DATA FOR PROCESSING.
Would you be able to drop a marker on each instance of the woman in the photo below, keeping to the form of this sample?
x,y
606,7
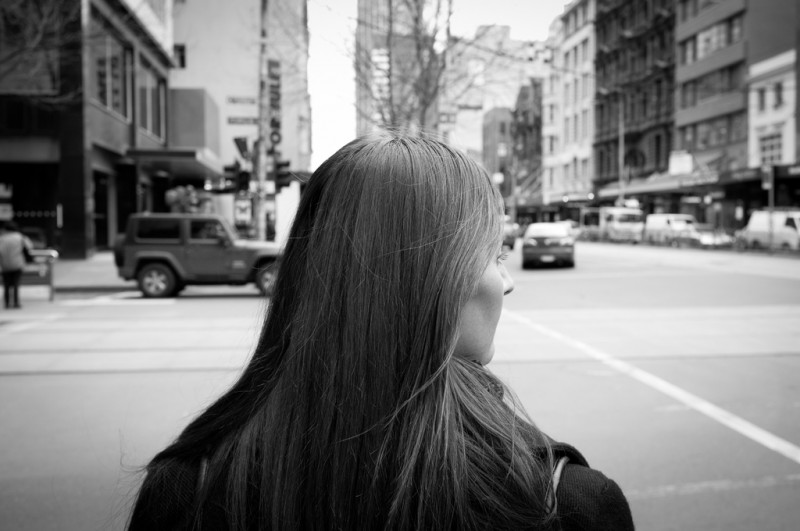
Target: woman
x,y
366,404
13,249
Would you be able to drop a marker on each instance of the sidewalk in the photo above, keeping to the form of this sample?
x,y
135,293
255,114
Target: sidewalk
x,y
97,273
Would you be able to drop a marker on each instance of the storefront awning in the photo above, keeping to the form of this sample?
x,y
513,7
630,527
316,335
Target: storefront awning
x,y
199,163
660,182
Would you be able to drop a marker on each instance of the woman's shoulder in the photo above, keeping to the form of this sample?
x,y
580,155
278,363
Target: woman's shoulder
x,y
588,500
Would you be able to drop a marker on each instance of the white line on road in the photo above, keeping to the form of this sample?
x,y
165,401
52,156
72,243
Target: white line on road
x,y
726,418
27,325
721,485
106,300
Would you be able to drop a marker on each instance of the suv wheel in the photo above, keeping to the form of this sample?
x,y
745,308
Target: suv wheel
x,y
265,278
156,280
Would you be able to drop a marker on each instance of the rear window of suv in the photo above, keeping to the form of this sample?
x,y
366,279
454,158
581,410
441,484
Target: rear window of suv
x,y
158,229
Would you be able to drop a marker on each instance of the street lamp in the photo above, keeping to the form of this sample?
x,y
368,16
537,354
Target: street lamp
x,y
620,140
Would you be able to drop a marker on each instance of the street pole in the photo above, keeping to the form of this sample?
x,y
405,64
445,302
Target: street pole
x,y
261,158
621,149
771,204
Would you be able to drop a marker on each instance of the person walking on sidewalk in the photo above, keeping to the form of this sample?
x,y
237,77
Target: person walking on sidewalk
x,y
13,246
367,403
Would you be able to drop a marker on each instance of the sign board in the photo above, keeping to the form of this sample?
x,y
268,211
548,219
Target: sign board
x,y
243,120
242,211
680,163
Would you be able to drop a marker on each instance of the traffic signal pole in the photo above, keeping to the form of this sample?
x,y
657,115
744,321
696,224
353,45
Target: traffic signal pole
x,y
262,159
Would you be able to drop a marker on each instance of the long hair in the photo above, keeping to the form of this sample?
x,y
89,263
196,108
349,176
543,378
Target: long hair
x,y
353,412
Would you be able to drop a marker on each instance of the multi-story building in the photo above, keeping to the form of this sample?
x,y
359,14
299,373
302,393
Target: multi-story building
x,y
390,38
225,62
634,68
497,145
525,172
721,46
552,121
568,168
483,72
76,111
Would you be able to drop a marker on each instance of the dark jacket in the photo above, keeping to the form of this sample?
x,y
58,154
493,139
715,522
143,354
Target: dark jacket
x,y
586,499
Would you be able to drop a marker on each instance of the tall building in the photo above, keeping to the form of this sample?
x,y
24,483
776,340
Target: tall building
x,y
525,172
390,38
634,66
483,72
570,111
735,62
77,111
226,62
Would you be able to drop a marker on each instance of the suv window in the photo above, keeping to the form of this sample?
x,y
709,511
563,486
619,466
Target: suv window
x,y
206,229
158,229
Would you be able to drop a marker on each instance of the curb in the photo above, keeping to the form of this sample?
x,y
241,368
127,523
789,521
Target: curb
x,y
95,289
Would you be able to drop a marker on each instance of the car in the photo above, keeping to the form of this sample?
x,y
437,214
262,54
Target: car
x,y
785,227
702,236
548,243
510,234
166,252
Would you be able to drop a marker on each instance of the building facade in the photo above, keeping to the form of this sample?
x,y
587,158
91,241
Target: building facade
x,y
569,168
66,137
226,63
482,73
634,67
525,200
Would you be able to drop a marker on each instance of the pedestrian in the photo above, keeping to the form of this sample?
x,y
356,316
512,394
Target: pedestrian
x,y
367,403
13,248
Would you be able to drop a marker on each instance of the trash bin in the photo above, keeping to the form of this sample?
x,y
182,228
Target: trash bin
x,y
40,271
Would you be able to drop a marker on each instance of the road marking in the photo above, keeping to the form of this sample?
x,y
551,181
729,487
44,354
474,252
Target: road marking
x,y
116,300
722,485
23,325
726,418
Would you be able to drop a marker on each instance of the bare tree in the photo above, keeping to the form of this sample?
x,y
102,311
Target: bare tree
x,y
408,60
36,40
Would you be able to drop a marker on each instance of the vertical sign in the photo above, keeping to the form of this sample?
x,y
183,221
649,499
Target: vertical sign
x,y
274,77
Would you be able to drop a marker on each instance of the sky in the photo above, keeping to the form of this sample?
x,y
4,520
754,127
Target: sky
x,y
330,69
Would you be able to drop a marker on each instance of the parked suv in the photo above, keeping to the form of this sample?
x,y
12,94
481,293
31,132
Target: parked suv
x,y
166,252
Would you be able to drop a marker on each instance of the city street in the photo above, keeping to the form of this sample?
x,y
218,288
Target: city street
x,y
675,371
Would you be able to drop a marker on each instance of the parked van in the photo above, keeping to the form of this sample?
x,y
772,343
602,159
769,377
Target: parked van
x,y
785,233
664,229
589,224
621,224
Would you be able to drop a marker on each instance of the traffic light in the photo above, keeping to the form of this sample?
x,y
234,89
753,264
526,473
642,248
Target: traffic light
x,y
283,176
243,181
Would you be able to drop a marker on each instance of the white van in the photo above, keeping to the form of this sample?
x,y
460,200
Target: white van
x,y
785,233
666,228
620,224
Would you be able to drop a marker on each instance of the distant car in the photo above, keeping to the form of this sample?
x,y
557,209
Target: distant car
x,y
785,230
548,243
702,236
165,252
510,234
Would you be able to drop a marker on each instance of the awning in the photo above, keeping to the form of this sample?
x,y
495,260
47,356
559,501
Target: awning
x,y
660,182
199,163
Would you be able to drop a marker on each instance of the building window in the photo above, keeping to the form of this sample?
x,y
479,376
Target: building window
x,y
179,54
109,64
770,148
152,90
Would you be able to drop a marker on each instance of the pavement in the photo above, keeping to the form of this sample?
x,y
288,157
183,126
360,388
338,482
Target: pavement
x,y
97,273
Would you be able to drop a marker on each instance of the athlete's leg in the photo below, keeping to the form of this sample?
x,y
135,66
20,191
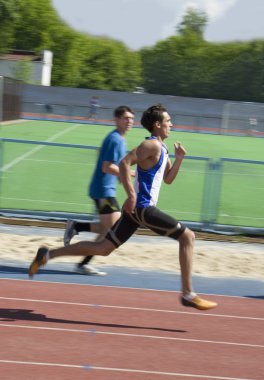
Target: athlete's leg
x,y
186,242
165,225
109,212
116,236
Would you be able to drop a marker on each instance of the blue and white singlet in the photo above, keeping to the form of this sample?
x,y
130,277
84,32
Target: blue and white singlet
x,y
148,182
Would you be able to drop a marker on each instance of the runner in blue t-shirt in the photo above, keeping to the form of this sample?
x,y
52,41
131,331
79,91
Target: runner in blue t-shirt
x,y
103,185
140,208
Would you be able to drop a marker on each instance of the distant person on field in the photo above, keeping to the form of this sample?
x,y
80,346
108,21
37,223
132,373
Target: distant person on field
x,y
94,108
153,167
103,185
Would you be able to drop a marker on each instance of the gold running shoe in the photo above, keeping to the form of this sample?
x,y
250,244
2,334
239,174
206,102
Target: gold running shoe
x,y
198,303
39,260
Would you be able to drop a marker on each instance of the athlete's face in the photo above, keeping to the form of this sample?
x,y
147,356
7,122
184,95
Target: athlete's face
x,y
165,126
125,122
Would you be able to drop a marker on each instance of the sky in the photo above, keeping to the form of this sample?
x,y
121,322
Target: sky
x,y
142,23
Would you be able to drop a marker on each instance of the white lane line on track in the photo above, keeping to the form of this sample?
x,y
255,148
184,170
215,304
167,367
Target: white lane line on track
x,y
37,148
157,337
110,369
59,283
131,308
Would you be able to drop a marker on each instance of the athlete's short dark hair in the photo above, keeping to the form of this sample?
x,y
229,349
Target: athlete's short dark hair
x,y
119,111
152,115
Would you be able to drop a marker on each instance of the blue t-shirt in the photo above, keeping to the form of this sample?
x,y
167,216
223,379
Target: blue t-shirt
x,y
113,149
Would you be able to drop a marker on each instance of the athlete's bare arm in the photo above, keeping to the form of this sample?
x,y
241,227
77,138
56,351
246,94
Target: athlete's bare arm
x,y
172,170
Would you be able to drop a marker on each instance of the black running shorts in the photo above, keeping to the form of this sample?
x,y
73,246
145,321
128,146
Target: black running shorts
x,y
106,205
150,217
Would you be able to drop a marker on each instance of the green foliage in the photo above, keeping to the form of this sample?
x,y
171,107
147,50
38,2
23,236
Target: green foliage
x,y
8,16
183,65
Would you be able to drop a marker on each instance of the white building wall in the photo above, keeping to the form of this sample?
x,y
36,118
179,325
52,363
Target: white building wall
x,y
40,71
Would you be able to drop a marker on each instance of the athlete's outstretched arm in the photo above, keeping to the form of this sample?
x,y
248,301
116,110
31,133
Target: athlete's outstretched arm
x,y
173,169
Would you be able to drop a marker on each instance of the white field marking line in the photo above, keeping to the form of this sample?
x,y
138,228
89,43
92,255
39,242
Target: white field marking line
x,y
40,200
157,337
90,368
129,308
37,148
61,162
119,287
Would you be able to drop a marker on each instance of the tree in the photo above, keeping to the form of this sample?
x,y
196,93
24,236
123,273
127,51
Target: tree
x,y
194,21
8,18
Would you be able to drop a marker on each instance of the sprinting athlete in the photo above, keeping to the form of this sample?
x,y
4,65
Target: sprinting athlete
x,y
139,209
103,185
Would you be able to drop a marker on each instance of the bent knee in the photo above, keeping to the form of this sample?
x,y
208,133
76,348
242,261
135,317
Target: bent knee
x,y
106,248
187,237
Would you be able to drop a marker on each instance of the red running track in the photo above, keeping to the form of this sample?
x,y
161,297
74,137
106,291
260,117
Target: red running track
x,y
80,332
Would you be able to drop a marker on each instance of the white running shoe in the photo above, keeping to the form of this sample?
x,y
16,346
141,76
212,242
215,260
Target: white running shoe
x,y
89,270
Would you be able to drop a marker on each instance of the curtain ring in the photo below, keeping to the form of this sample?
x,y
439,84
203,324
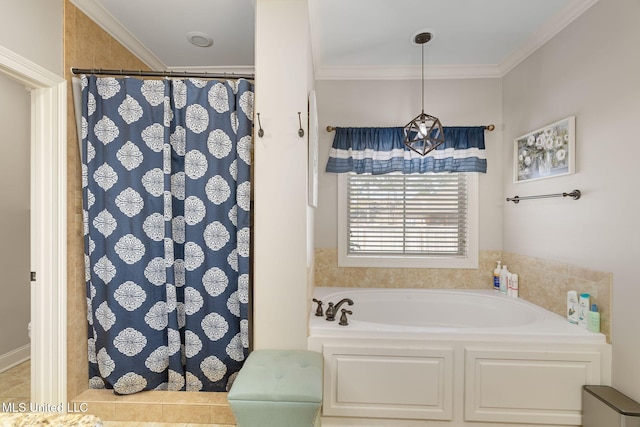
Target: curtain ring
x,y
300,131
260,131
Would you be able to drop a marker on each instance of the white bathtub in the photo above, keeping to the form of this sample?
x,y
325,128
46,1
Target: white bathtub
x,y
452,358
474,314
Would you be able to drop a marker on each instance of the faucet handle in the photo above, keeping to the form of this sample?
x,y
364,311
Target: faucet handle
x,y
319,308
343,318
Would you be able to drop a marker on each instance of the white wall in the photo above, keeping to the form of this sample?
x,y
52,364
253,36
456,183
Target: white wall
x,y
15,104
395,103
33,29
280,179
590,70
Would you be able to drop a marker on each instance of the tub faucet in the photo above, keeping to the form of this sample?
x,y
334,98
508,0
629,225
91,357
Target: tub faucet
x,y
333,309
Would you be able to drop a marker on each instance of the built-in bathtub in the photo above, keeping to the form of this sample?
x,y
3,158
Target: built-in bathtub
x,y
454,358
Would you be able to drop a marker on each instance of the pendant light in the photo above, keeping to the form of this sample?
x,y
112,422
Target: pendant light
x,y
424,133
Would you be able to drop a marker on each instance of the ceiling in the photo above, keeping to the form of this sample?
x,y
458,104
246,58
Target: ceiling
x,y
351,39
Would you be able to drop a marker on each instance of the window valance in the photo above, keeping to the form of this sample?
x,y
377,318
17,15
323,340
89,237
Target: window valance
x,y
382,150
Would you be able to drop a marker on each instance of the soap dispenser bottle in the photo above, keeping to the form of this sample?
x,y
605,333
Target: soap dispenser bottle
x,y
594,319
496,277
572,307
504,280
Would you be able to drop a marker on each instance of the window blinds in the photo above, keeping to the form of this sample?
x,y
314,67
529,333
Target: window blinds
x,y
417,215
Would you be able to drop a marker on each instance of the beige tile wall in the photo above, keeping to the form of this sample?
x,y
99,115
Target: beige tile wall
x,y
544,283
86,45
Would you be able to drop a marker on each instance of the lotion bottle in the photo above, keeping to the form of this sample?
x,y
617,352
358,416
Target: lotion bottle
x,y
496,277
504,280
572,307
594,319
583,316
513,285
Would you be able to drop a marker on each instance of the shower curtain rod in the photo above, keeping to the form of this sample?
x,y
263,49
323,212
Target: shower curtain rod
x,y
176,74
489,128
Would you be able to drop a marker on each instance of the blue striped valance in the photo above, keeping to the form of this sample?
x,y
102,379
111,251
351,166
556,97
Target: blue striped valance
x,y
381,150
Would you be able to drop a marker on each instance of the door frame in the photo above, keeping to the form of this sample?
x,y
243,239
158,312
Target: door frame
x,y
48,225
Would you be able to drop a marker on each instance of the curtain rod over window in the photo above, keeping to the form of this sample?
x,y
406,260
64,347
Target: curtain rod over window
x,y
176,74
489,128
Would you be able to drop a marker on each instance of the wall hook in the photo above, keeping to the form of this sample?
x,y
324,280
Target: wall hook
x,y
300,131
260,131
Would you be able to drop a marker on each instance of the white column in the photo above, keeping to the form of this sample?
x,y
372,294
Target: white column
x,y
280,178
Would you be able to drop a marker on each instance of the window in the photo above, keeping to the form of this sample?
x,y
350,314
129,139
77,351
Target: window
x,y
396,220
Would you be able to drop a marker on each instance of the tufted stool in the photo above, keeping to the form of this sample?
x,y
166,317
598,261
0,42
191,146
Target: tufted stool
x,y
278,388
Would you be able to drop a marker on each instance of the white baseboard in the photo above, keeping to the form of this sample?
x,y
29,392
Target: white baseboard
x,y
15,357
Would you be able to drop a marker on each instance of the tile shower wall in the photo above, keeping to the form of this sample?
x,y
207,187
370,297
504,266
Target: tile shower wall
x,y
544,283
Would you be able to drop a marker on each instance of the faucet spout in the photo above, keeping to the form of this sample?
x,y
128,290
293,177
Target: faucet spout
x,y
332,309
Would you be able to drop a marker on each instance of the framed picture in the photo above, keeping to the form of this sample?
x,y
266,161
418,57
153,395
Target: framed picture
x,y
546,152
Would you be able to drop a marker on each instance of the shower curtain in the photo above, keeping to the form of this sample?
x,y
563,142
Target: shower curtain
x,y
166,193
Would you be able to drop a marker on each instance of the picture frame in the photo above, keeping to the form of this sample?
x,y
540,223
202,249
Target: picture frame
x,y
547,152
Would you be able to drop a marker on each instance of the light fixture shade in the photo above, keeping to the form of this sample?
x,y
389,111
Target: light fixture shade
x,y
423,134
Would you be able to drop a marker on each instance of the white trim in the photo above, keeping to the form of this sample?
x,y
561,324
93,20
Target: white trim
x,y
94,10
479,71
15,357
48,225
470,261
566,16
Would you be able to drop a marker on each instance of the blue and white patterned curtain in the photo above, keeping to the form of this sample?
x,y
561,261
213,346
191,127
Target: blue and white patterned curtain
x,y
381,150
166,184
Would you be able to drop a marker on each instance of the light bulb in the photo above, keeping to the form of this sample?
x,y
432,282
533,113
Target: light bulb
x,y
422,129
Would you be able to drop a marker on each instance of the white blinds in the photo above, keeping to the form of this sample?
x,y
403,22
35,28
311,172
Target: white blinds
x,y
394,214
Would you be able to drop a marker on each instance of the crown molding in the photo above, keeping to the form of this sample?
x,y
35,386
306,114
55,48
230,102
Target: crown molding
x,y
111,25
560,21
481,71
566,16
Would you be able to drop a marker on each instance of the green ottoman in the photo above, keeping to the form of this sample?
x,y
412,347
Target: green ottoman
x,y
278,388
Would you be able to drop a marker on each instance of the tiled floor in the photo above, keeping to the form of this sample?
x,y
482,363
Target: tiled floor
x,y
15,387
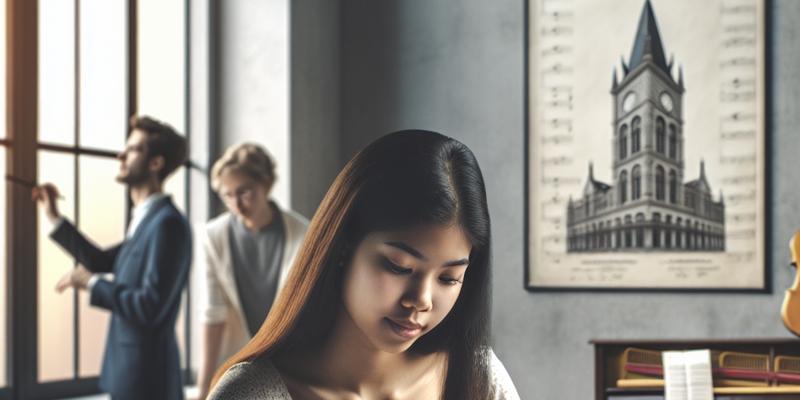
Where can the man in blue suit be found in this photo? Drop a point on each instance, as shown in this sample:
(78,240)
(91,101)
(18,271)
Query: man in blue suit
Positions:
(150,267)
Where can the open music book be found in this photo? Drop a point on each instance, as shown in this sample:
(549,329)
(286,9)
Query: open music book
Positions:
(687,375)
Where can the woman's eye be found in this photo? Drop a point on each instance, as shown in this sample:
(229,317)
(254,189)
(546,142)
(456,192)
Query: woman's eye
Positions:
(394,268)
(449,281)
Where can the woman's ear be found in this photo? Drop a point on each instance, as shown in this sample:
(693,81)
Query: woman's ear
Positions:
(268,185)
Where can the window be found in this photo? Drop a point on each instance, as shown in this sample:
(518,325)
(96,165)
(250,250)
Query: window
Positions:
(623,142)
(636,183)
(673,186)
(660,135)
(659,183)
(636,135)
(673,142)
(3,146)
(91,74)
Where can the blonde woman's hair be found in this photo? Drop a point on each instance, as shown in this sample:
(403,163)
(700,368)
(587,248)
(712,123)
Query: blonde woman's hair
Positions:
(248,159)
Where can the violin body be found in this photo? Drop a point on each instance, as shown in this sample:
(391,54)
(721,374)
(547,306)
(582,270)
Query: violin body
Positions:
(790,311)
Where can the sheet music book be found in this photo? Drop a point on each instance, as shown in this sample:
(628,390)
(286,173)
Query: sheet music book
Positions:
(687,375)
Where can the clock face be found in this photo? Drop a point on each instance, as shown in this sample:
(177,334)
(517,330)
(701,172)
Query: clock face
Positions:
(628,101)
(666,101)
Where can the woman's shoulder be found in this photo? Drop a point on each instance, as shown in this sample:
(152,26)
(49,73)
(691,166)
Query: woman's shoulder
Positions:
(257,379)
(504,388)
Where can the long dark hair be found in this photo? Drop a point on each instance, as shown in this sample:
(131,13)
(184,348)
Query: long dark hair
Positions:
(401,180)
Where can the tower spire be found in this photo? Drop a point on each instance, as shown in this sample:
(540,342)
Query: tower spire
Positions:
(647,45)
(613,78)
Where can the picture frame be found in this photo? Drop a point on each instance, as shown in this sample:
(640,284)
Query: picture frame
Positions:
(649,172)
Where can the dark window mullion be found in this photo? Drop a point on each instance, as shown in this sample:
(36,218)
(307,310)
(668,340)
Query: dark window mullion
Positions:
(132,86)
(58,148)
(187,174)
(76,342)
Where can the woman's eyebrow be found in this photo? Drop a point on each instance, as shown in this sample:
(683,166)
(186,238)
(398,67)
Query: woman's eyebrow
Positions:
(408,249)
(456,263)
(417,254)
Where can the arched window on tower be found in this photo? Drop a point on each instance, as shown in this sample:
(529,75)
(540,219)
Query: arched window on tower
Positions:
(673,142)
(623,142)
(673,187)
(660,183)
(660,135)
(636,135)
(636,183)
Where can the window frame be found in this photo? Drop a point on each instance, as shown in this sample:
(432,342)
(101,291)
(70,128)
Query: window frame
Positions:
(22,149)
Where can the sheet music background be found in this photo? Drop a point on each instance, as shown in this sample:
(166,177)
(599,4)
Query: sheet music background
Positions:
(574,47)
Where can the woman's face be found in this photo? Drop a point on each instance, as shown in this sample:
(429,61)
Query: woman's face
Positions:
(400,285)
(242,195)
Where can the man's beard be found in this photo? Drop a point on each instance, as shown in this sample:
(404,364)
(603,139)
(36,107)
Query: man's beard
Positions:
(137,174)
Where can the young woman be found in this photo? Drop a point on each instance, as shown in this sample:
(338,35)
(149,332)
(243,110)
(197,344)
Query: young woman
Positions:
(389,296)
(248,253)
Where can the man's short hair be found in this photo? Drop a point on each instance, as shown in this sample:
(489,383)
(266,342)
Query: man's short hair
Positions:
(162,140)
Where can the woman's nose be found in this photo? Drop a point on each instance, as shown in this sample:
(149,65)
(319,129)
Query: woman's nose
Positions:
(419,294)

EXERCISE. Put the lines from the line containing "Where can the man's short" through the end of the records, inclusive, into a JSON list of strings, one string per line, with blank lines omitted.

EXERCISE SOLUTION.
[
  "Where can the man's short hair be found in this photo? Drop a point on each instance, as shown in this sample:",
  "(489,383)",
  "(266,342)",
  "Query: man's short hair",
  "Positions:",
  "(162,140)",
  "Where can the woman's nose be found in this photo? Drop a point on each instance, as shown in this sample:",
  "(149,65)",
  "(319,129)",
  "Query: woman's nose",
  "Positions:",
  "(419,294)"
]